* Requirements:
Reproduce the material from its first line through the line containing "<point>301,218</point>", inclusive, keeping every line, the requests among them. Offset each point coordinate in the answers by adding 9 to it.

——

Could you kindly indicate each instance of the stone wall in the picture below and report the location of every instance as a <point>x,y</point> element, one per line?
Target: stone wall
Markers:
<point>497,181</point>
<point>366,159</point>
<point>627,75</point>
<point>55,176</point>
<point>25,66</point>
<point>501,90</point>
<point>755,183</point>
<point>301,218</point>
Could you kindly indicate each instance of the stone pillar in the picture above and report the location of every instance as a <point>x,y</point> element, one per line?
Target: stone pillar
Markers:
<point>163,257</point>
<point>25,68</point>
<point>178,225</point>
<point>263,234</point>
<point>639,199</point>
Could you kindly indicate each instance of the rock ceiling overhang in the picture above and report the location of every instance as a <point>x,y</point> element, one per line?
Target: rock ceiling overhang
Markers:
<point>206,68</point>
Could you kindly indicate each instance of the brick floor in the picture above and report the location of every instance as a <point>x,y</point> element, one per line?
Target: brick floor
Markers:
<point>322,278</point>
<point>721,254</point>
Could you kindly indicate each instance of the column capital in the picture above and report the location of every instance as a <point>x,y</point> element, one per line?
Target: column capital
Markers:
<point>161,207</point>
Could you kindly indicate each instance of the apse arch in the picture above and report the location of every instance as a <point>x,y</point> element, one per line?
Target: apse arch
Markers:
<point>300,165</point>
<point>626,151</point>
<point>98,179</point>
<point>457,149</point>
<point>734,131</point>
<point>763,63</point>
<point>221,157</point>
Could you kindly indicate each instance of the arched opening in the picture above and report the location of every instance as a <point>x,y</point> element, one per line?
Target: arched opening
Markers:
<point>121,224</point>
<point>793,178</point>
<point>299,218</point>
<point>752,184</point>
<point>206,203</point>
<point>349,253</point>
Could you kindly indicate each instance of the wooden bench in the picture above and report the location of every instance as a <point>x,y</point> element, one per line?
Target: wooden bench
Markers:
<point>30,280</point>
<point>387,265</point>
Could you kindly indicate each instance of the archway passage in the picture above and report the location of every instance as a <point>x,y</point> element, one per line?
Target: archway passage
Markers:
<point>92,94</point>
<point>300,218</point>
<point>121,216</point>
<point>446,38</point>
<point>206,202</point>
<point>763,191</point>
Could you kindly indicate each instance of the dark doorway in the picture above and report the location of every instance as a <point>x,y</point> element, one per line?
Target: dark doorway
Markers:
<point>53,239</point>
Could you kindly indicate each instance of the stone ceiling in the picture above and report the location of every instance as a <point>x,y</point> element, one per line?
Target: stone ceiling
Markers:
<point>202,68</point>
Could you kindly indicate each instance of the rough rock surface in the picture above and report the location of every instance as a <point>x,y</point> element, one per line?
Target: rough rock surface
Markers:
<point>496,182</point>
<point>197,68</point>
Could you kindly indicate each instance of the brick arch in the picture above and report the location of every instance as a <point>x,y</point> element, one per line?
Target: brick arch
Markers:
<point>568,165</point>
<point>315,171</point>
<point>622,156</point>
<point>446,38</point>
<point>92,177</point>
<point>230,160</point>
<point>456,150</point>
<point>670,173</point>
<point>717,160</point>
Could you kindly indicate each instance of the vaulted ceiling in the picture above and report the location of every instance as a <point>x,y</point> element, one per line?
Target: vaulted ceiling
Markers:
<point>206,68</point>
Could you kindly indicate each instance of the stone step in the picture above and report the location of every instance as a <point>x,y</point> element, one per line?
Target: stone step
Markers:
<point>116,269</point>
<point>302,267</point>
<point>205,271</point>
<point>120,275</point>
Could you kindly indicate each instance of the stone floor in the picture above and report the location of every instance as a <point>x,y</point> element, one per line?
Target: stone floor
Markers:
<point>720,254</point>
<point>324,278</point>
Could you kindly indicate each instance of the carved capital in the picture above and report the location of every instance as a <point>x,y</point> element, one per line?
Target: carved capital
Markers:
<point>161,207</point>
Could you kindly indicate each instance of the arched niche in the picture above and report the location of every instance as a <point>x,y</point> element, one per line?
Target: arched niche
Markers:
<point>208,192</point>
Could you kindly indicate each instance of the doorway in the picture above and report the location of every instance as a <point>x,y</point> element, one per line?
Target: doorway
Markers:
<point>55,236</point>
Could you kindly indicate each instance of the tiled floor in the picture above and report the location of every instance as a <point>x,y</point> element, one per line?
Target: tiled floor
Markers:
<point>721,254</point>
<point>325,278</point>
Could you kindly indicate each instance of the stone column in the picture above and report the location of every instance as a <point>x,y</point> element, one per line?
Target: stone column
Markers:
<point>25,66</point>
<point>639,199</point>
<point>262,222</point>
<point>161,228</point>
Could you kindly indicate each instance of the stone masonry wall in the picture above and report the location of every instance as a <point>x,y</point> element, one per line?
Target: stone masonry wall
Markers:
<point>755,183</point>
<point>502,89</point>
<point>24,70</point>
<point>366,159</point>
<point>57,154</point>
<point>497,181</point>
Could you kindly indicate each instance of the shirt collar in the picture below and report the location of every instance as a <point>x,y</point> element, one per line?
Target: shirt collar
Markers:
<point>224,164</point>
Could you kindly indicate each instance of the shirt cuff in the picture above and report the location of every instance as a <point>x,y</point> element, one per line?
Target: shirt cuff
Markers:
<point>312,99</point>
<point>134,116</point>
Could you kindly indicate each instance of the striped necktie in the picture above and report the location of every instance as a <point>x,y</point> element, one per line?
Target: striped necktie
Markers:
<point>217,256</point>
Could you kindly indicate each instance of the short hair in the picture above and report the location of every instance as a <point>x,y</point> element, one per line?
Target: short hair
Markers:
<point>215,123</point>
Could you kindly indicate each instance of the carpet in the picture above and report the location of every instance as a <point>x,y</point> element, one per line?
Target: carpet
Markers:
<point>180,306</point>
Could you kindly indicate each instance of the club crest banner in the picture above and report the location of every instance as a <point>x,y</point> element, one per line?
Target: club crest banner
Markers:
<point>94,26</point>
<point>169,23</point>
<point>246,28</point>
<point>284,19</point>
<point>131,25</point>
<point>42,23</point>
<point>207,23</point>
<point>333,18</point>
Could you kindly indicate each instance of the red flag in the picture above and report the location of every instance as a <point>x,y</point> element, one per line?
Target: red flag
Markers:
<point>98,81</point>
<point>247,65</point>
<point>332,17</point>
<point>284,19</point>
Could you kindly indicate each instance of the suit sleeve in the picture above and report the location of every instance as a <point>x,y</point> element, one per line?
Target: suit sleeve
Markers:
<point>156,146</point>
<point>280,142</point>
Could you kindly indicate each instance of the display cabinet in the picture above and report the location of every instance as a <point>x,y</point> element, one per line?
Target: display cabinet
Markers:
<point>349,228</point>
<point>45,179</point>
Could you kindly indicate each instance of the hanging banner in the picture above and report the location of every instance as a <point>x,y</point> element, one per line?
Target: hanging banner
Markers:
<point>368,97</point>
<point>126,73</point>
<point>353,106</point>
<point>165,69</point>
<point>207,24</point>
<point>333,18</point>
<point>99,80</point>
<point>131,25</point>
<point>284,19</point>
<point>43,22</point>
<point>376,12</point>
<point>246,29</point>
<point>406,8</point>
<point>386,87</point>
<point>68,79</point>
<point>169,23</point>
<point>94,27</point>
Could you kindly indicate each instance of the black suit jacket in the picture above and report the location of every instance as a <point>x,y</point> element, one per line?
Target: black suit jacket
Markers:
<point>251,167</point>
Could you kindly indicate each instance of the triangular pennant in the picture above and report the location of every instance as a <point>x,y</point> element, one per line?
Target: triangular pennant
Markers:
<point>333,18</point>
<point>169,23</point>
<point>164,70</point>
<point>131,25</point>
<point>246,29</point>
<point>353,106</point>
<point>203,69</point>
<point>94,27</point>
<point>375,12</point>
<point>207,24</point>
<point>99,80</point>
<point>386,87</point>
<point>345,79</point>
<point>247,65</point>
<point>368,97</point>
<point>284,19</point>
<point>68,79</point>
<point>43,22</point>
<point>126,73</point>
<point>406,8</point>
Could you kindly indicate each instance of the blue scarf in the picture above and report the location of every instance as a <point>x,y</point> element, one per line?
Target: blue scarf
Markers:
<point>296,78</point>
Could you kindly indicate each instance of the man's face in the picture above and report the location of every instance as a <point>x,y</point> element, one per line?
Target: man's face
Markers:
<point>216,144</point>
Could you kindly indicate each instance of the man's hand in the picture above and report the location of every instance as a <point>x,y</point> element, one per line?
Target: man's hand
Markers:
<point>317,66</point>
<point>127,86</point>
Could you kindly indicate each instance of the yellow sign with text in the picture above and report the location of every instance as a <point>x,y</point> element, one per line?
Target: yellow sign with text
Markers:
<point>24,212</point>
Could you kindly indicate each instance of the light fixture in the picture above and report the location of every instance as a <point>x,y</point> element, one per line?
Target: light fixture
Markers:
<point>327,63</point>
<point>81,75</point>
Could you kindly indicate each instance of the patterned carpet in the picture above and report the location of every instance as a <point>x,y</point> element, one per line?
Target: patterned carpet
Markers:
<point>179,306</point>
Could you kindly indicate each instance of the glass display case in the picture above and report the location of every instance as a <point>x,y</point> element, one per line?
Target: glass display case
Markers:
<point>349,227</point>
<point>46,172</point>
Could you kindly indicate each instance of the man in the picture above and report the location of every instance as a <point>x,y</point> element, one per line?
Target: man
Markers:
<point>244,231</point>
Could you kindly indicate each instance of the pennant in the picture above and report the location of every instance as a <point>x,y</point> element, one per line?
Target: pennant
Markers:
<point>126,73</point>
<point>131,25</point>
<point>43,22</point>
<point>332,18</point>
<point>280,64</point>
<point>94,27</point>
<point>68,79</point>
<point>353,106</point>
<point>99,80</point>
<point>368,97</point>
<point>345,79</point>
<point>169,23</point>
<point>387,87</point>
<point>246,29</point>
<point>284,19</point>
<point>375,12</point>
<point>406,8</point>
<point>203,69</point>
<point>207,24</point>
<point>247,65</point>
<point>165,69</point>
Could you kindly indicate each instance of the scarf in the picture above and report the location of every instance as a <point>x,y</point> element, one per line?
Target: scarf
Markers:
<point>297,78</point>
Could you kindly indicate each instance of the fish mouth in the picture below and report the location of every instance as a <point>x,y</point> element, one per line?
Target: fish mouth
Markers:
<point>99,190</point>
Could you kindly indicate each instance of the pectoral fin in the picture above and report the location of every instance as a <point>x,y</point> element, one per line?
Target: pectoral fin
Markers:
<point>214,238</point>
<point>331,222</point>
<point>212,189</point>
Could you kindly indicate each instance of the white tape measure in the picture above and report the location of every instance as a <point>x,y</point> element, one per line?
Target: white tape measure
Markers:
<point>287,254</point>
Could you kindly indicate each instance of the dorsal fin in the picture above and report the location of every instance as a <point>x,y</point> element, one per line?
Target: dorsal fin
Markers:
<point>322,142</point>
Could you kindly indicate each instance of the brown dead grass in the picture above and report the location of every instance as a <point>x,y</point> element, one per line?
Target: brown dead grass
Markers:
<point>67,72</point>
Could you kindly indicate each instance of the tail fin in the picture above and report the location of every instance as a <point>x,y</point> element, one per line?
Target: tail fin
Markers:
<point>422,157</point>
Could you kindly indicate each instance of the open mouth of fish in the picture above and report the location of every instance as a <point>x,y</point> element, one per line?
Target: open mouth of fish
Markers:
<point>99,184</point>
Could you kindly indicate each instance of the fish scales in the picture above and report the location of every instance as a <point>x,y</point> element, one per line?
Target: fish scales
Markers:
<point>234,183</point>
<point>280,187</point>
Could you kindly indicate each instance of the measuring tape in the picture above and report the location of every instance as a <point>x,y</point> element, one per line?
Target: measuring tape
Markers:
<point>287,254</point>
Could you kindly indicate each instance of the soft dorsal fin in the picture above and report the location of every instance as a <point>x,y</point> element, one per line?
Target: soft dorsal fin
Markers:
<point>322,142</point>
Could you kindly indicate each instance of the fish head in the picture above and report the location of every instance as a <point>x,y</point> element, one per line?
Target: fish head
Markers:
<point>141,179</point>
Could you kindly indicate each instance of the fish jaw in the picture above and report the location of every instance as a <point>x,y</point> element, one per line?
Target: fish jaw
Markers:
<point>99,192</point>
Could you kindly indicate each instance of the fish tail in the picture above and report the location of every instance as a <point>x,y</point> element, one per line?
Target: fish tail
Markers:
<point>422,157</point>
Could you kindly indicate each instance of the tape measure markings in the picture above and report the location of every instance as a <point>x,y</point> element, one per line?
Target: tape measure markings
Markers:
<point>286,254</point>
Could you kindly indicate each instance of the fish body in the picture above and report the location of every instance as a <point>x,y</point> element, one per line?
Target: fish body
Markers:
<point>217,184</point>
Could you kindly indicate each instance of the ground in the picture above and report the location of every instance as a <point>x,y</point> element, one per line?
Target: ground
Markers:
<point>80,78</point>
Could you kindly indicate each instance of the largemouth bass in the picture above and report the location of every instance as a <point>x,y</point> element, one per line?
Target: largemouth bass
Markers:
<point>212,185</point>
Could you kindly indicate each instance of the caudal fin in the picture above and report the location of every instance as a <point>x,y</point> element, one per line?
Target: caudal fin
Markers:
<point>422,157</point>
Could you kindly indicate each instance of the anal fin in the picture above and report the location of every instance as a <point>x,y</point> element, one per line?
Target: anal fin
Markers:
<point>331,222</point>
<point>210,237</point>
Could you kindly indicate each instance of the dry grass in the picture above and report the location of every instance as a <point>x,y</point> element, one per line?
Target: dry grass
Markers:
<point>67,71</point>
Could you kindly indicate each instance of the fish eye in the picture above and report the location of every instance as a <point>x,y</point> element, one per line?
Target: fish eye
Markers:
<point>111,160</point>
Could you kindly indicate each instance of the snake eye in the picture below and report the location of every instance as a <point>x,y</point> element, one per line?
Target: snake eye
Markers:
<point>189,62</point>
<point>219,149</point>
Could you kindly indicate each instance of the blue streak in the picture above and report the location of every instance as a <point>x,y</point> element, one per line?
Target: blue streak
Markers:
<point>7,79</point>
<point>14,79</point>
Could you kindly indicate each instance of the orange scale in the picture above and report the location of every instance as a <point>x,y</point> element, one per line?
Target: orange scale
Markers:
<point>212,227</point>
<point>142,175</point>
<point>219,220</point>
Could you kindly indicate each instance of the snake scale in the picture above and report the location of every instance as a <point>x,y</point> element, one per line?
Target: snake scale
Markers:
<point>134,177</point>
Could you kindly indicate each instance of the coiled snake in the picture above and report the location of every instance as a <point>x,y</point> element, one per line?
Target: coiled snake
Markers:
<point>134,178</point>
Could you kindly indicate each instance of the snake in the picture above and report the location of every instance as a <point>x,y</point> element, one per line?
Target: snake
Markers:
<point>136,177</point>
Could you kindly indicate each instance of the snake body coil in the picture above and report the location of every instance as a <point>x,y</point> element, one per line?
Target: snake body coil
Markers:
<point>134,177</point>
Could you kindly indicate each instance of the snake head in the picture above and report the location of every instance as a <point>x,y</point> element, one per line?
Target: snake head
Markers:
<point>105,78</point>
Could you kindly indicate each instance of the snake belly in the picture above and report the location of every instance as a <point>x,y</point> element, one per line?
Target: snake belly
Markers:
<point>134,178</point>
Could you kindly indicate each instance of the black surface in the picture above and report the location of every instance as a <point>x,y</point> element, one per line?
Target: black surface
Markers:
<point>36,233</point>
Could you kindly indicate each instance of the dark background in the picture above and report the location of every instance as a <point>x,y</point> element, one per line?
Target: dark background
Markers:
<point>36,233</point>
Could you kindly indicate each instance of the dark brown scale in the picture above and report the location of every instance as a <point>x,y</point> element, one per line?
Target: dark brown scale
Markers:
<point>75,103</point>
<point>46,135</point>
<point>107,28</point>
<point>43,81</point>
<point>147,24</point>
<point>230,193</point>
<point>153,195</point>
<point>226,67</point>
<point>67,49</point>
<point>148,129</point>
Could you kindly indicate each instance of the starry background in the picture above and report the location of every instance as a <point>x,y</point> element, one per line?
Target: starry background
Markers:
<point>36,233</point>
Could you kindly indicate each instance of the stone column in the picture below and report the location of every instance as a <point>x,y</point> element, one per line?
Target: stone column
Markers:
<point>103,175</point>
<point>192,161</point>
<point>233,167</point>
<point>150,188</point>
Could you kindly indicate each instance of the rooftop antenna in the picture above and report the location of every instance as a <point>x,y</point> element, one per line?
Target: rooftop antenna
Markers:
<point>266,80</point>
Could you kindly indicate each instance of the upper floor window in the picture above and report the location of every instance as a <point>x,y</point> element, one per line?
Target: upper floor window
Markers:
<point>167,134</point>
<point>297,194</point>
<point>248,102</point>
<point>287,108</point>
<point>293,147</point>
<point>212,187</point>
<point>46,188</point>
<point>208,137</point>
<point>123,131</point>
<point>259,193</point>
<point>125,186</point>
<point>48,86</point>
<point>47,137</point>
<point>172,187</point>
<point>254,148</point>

——

* Written answer:
Could you kindly indicate each instance of the stone wall in the picture below and report the location of every instance as a <point>x,y</point> element, one per line?
Target: stone wall
Markers:
<point>506,190</point>
<point>375,168</point>
<point>636,84</point>
<point>64,185</point>
<point>34,75</point>
<point>510,99</point>
<point>764,192</point>
<point>310,227</point>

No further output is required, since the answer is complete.